> [Exercise data]:
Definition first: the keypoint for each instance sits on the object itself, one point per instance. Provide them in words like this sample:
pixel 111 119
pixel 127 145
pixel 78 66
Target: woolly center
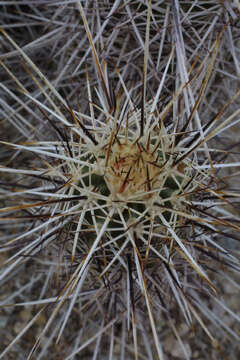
pixel 132 170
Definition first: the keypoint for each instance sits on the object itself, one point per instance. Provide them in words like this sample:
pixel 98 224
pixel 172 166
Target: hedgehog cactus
pixel 131 197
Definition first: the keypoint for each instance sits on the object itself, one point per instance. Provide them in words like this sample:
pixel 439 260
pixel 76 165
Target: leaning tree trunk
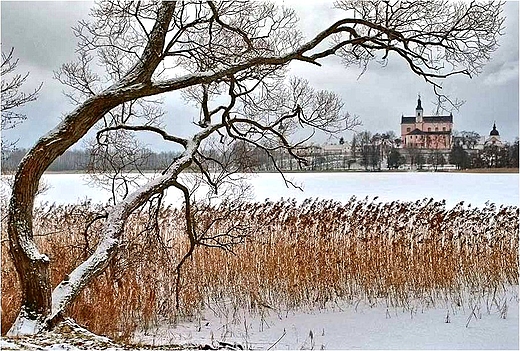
pixel 32 266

> [Set task]: Reproduce every line of the data above word for word, leaving out the pictures.

> [Finished exercise]:
Definition first: the keypoint for each instance sits on the object itself, one point per instance. Provide them in words like this sample:
pixel 111 119
pixel 127 145
pixel 78 66
Target: woolly center
pixel 132 170
Definition first: the keypoint for each instance sits on the object itself, one point per instance. Provide them in words like this sample:
pixel 98 224
pixel 172 166
Target: hedgehog cactus
pixel 131 197
Definition first: the keypoint for each instance sits on the object itself, one point per instance. Provide them in words like this sample:
pixel 439 260
pixel 76 165
Target: leaning tree trunk
pixel 32 266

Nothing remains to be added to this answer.